» **SOURCE**:
## begin

Yes. You are right. This is one of the reasons I find it so interesting that much of this discussion has centered around the strained relationship between Jerry and Michael. To my knowledge, Michael is not involved at all specific to this incident. I only mention Michael's undermining Jerry (not the players -- I truly believe he wants to help them and then lure them to the Wiz) in public as background for why Jerry may already be inclined against Hoops, the Gym.

By Michael belittling and publicly feuding with Jerry, he forces players to split their loyalties. We're all aware of Michael's charisma, and Jerry's lack. The players' lack of respect for Jerry's wishes is shown in the undertones of their off the court actions in their training schedules and interviews.



> Artest improved his defense after one summer w/ MJ. He accidentally broke MJ's rib, not the other way around. So if Artest doesn't play last summer w/ MJ and improve his game and confidence (both defensively and offensively)... there's no Jalen Rose at trade deadline. Yes Artest is at times atrocious on the offensive end, but his game did improve this season.


Yes. Artest did the breaking. I didn't mean to imply otherwise. just that in two summers we have heard of these three injuries. Also, Artest *did* improve -- offensively *and* defensively. How much can be attributed to Hoops, the Gym and Micheal? We'll never know. How much did Artest respect Jerry? ...... 



> Crawford bulked up last offseason putting on 10lbs of muscle. Jerry K proclaimed him a 'new player' and said 'he now has muscles'. I will still argue that running w/ MJ and 'Toine all summer improved his confidence after a shaky first season.

## end

Reproduce the forum post above verbatim and in full.

(Point annotation records)
## begin

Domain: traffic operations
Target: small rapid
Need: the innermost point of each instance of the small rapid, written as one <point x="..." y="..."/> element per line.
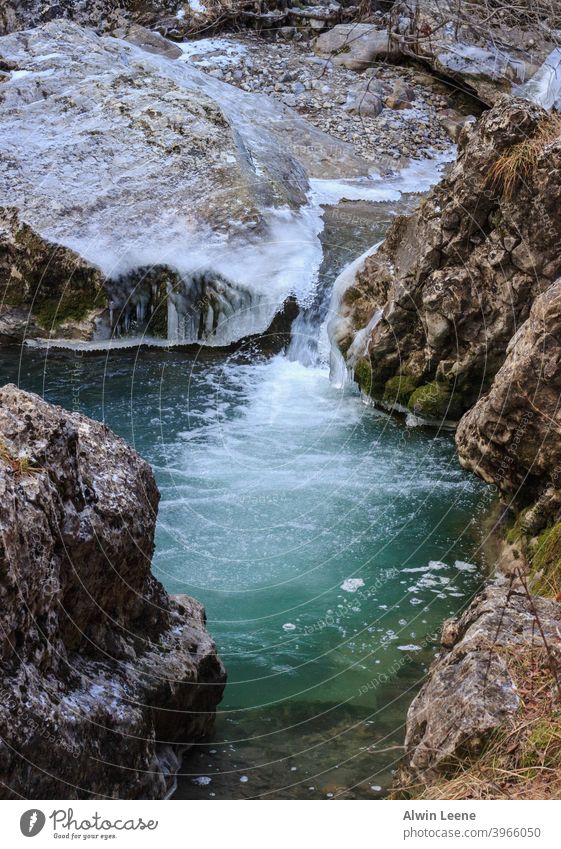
<point x="326" y="541"/>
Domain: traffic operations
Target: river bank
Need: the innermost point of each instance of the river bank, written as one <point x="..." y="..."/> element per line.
<point x="216" y="185"/>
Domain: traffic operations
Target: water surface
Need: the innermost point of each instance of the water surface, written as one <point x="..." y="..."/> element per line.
<point x="326" y="540"/>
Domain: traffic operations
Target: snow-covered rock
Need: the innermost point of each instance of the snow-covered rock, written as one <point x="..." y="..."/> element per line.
<point x="165" y="178"/>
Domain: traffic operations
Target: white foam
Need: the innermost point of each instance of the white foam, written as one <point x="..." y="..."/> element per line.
<point x="351" y="585"/>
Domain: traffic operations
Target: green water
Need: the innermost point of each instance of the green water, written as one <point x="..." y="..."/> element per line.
<point x="327" y="541"/>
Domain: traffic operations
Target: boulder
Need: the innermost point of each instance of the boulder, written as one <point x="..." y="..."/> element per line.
<point x="453" y="282"/>
<point x="150" y="163"/>
<point x="510" y="438"/>
<point x="45" y="289"/>
<point x="105" y="678"/>
<point x="355" y="46"/>
<point x="486" y="55"/>
<point x="469" y="690"/>
<point x="100" y="14"/>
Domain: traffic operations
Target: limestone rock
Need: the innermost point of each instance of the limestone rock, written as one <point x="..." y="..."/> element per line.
<point x="488" y="55"/>
<point x="135" y="160"/>
<point x="103" y="675"/>
<point x="355" y="46"/>
<point x="44" y="288"/>
<point x="102" y="14"/>
<point x="456" y="280"/>
<point x="469" y="690"/>
<point x="511" y="436"/>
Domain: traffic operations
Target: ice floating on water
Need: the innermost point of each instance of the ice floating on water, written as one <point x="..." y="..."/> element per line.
<point x="351" y="585"/>
<point x="464" y="567"/>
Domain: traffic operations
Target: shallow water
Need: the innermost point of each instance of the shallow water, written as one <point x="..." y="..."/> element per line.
<point x="326" y="540"/>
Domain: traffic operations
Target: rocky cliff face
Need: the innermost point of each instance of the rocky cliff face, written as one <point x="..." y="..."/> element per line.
<point x="149" y="162"/>
<point x="104" y="676"/>
<point x="458" y="316"/>
<point x="511" y="436"/>
<point x="18" y="15"/>
<point x="481" y="725"/>
<point x="454" y="282"/>
<point x="44" y="288"/>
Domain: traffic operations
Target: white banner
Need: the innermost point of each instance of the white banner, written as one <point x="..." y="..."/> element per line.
<point x="270" y="824"/>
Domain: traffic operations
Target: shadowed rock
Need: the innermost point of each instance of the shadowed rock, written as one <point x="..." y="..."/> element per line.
<point x="104" y="676"/>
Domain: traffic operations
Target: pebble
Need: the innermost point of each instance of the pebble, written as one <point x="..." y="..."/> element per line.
<point x="287" y="70"/>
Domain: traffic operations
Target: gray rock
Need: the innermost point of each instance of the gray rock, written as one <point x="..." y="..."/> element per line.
<point x="355" y="46"/>
<point x="103" y="674"/>
<point x="167" y="153"/>
<point x="469" y="690"/>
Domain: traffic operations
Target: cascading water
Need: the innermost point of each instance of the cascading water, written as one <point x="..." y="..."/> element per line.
<point x="326" y="541"/>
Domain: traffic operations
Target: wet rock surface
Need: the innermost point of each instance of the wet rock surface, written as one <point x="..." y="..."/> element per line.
<point x="469" y="690"/>
<point x="488" y="54"/>
<point x="456" y="280"/>
<point x="44" y="286"/>
<point x="388" y="114"/>
<point x="511" y="436"/>
<point x="104" y="676"/>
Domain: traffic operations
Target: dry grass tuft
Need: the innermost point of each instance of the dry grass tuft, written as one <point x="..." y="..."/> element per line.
<point x="21" y="466"/>
<point x="520" y="760"/>
<point x="517" y="165"/>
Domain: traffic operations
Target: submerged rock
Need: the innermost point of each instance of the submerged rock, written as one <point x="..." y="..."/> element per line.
<point x="452" y="283"/>
<point x="104" y="676"/>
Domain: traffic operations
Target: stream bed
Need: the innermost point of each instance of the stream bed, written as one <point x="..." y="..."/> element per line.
<point x="327" y="541"/>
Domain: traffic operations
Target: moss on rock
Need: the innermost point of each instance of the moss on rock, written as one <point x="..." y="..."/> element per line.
<point x="545" y="561"/>
<point x="435" y="401"/>
<point x="369" y="381"/>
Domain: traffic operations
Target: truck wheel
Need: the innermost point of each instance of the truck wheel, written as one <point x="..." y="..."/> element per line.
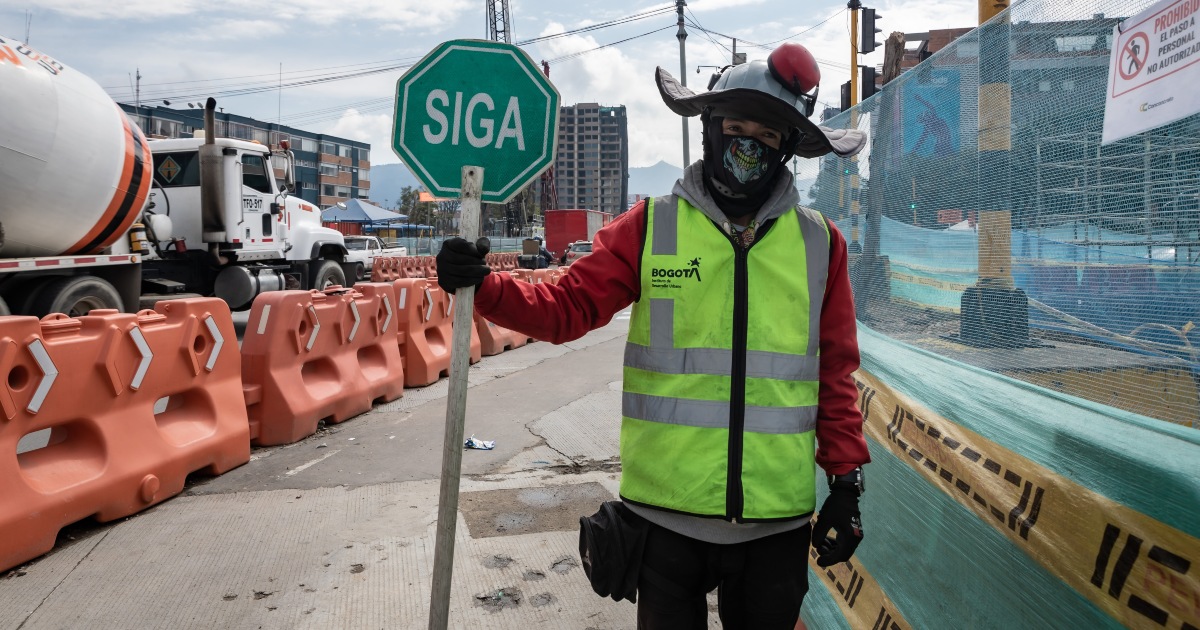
<point x="75" y="295"/>
<point x="328" y="274"/>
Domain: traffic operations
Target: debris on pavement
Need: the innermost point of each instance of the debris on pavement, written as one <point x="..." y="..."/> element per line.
<point x="480" y="444"/>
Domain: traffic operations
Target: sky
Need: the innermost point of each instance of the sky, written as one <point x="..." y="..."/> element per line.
<point x="187" y="49"/>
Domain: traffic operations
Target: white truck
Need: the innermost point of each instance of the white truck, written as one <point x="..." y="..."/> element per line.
<point x="94" y="216"/>
<point x="363" y="252"/>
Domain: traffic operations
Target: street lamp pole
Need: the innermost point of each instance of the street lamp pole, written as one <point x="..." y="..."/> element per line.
<point x="682" y="35"/>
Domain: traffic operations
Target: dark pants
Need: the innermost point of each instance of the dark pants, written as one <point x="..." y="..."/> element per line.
<point x="760" y="583"/>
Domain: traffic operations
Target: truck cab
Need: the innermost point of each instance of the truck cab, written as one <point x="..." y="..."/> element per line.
<point x="217" y="198"/>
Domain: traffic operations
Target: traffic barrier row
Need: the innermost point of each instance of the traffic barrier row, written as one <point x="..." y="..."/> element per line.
<point x="133" y="403"/>
<point x="502" y="261"/>
<point x="426" y="317"/>
<point x="168" y="393"/>
<point x="391" y="268"/>
<point x="318" y="355"/>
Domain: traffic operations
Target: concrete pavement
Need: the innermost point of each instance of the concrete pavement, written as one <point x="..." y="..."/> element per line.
<point x="339" y="529"/>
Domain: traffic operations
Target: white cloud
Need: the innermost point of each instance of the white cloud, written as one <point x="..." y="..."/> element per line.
<point x="375" y="129"/>
<point x="718" y="5"/>
<point x="612" y="77"/>
<point x="136" y="10"/>
<point x="393" y="15"/>
<point x="238" y="29"/>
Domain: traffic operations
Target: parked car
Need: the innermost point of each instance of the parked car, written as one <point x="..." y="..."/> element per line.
<point x="575" y="251"/>
<point x="364" y="250"/>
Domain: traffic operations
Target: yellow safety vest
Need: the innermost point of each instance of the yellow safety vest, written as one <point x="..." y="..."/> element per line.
<point x="721" y="367"/>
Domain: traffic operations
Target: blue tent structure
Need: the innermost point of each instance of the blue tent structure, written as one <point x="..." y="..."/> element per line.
<point x="359" y="211"/>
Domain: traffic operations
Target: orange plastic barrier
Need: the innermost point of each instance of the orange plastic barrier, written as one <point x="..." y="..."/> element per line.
<point x="545" y="275"/>
<point x="426" y="325"/>
<point x="313" y="355"/>
<point x="493" y="339"/>
<point x="426" y="343"/>
<point x="133" y="405"/>
<point x="387" y="269"/>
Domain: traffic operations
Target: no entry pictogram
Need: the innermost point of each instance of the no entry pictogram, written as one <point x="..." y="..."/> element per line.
<point x="1133" y="55"/>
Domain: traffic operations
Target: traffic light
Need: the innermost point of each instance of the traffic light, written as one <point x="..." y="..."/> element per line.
<point x="869" y="82"/>
<point x="867" y="42"/>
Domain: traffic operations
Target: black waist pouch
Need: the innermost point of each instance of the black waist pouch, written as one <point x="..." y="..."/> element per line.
<point x="611" y="544"/>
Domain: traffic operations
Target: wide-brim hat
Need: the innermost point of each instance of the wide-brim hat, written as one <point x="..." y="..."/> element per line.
<point x="750" y="89"/>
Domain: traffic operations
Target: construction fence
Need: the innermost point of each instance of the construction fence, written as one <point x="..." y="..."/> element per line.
<point x="1027" y="303"/>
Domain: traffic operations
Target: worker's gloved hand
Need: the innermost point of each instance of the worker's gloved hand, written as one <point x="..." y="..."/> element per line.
<point x="462" y="263"/>
<point x="840" y="514"/>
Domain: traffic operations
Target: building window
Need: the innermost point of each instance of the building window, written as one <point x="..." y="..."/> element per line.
<point x="253" y="173"/>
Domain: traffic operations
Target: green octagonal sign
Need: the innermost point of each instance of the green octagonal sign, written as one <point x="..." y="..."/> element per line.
<point x="480" y="103"/>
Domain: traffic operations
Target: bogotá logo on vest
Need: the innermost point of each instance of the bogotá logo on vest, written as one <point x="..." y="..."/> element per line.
<point x="690" y="271"/>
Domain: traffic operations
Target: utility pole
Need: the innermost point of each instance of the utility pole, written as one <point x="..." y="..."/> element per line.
<point x="853" y="6"/>
<point x="994" y="312"/>
<point x="499" y="21"/>
<point x="682" y="35"/>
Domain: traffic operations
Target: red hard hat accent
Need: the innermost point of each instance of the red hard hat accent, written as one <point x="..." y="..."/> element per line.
<point x="793" y="66"/>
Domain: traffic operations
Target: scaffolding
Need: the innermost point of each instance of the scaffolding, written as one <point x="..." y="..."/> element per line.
<point x="1147" y="185"/>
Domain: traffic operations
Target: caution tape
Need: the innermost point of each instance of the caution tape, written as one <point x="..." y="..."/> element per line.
<point x="1139" y="570"/>
<point x="862" y="600"/>
<point x="957" y="287"/>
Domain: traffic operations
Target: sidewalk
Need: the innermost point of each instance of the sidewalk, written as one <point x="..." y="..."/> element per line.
<point x="339" y="529"/>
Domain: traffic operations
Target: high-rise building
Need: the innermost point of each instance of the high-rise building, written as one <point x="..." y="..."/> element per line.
<point x="592" y="169"/>
<point x="328" y="168"/>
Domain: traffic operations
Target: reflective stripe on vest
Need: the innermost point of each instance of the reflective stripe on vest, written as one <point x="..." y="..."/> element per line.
<point x="676" y="441"/>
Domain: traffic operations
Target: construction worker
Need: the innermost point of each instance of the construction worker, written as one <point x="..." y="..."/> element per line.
<point x="738" y="361"/>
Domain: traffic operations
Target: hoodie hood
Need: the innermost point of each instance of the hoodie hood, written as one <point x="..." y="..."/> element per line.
<point x="691" y="187"/>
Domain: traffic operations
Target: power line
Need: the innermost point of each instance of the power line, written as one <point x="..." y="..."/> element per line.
<point x="274" y="75"/>
<point x="231" y="87"/>
<point x="840" y="11"/>
<point x="600" y="25"/>
<point x="581" y="53"/>
<point x="705" y="31"/>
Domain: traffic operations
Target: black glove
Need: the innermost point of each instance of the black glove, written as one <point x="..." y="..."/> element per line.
<point x="840" y="514"/>
<point x="461" y="263"/>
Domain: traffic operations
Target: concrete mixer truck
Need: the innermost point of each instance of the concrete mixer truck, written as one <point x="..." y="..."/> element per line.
<point x="95" y="216"/>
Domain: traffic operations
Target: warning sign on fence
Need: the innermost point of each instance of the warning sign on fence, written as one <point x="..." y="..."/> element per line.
<point x="1155" y="60"/>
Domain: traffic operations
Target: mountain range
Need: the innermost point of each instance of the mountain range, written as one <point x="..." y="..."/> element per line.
<point x="388" y="180"/>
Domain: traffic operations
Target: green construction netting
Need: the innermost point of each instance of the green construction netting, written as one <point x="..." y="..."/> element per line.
<point x="1029" y="331"/>
<point x="1103" y="243"/>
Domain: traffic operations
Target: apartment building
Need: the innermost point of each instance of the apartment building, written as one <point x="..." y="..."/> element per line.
<point x="328" y="168"/>
<point x="592" y="168"/>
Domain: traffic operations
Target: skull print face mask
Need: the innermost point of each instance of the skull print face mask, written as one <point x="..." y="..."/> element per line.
<point x="747" y="165"/>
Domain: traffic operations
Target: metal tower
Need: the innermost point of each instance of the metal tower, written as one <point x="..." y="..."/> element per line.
<point x="549" y="190"/>
<point x="499" y="21"/>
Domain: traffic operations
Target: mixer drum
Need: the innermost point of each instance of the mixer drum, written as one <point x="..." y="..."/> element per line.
<point x="75" y="172"/>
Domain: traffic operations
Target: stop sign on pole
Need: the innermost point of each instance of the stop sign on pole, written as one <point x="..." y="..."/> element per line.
<point x="480" y="103"/>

## end

» **SOLUTION TO THE EXERCISE**:
Yes. You are right. This is one of the reasons I find it so interesting that much of this discussion has centered around the strained relationship between Jerry and Michael. To my knowledge, Michael is not involved at all specific to this incident. I only mention Michael's undermining Jerry (not the players -- I truly believe he wants to help them and then lure them to the Wiz) in public as background for why Jerry may already be inclined against Hoops, the Gym.

By Michael belittling and publicly feuding with Jerry, he forces players to split their loyalties. We're all aware of Michael's charisma, and Jerry's lack. The players' lack of respect for Jerry's wishes is shown in the undertones of their off the court actions in their training schedules and interviews.



> Artest improved his defense after one summer w/ MJ. He accidentally broke MJ's rib, not the other way around. So if Artest doesn't play last summer w/ MJ and improve his game and confidence (both defensively and offensively)... there's no Jalen Rose at trade deadline. Yes Artest is at times atrocious on the offensive end, but his game did improve this season.


Yes. Artest did the breaking. I didn't mean to imply otherwise. just that in two summers we have heard of these three injuries. Also, Artest *did* improve -- offensively *and* defensively. How much can be attributed to Hoops, the Gym and Micheal? We'll never know. How much did Artest respect Jerry? ...... 



> Crawford bulked up last offseason putting on 10lbs of muscle. Jerry K proclaimed him a 'new player' and said 'he now has muscles'. I will still argue that running w/ MJ and 'Toine all summer improved his confidence after a shaky first season.